- EXERCISE TEXT -
*** Begin section ***
Before the G7 criticism emerged, China cautioned G7 leaders that the days when “small” groups of countries decided the fate of the world were long gone.

The G7 also said they underscored “the importance of peace and stability across the Taiwan Strait, and encourage the peaceful resolution of cross-Strait issues”.

“We remain seriously concerned about the situation in the East and South China Seas and strongly oppose any unilateral attempts to change the status quo and increase tensions.”

“We also call for a timely, transparent, expert-led, and science-based WHO-convened Phase 2 Covid-19 origins study including, as recommended by the experts’ report, in China,” the communique, which is almost finalised, said.

“The days when global decisions were dictated by a small group of countries are long gone,” a spokesman for the Chinese embassy in London said.

“We always believe that countries, big or small, strong or weak, poor or rich, are equals, and that world affairs should be handled through consultation by all countries.”
*** End section ***
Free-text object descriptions
*** Begin section ***
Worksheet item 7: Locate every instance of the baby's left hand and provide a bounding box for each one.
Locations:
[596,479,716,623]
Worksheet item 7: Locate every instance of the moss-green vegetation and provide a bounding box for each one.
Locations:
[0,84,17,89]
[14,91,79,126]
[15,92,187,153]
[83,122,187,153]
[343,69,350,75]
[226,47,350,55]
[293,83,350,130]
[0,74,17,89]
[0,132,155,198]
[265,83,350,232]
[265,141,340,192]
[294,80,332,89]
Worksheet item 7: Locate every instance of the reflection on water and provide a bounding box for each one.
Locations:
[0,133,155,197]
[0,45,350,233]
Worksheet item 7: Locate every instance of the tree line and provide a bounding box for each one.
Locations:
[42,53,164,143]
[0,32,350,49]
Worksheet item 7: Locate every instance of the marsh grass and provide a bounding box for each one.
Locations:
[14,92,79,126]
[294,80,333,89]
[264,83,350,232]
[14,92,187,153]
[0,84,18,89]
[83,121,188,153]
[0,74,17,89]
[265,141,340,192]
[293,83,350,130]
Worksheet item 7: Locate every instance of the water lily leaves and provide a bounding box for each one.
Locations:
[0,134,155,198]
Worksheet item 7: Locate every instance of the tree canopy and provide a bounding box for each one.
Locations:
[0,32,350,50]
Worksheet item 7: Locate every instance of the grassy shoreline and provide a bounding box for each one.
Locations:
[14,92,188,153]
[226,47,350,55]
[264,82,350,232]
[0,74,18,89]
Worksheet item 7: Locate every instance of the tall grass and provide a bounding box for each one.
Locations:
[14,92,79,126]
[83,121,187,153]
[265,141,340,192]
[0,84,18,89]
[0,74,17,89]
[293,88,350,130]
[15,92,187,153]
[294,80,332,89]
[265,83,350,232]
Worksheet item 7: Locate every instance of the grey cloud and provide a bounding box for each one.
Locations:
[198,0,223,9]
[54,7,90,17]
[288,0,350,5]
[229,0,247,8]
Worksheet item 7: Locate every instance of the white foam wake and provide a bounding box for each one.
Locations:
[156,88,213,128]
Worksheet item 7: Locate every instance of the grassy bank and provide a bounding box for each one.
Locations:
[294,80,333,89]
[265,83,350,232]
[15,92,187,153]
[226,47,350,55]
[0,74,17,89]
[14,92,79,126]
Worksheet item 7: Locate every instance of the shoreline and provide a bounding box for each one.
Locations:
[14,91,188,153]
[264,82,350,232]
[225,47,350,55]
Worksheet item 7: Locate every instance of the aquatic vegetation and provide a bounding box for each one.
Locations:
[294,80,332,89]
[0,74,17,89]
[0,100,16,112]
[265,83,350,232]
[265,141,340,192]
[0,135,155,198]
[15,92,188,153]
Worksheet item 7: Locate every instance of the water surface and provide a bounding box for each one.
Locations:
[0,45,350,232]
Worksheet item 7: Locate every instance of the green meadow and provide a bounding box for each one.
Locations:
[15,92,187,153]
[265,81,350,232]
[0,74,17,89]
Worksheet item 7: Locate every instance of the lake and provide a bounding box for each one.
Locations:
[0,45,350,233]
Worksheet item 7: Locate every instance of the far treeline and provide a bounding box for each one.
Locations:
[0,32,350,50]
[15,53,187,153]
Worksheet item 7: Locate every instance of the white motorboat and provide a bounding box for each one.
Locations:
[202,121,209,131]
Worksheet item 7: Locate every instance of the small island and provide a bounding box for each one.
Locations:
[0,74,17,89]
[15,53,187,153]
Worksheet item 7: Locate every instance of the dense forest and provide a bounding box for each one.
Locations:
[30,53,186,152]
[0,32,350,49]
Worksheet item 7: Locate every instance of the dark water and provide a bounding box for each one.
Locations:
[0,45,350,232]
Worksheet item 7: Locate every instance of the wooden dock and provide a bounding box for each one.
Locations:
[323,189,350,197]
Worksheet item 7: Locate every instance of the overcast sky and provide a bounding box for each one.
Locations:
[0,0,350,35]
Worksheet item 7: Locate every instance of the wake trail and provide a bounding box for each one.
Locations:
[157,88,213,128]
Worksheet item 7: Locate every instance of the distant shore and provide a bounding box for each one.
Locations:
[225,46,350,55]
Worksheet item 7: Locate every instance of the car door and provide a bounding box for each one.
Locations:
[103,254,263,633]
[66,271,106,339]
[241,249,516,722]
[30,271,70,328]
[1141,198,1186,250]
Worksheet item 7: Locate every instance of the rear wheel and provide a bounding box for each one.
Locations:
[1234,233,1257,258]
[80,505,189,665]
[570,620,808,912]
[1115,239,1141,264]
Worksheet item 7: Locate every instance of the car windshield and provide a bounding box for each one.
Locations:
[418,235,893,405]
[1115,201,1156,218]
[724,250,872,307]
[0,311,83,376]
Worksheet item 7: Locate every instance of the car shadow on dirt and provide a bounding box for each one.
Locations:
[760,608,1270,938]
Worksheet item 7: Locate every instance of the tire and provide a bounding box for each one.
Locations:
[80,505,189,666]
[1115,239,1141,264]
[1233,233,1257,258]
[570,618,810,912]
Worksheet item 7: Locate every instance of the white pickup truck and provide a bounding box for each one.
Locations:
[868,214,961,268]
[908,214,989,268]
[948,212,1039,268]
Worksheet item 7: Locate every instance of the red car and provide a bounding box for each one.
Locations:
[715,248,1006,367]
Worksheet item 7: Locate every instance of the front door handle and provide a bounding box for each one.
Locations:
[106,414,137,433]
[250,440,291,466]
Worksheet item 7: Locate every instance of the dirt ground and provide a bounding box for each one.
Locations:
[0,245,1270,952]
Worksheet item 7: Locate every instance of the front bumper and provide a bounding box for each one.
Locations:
*** End section ***
- COMPLETE THE FOLLOWING -
- a) For each statement below, say whether it agrees with the G7 passage. Answer yes or no and quote the deciding words. (i) The G7 encouraged the peaceful resolution of cross-Strait issues. (ii) The communique had been fully finalized. (iii) The Chinese embassy spokesman who was quoted is based in Beijing.
- b) In the G7 passage, find every descriptor that the communique applies to the Phase 2 Covid-19 origins study.
- c) Please continue the G7 passage after its final sentence.

- TASK RESULTS -
- a)
(i) Yes: "encourage the peaceful resolution of cross-Strait issues"
(ii) No: "which is almost finalised"
(iii) No: "a spokesman for the Chinese embassy in London said"

- b) timely, transparent, expert-led, science-based, WHO-convened

- c)
Beijing has repeatedly hit back against what it perceives as attempts by Western powers to contain China, and says many major powers are still gripped by an outdated imperial mindset after years of humiliating China.

UN experts and rights groups estimate over a million people, mainly Uyghurs and other Muslim minorities, have been detained in recent years in a vast system of camps in Xinjiang.

China denies all accusations of forced labour or abuse. It initially denied the camps existed, but has since said they are vocational centres and are designed to combat extremism. In late 2019, China said all people in the camps had “graduated”.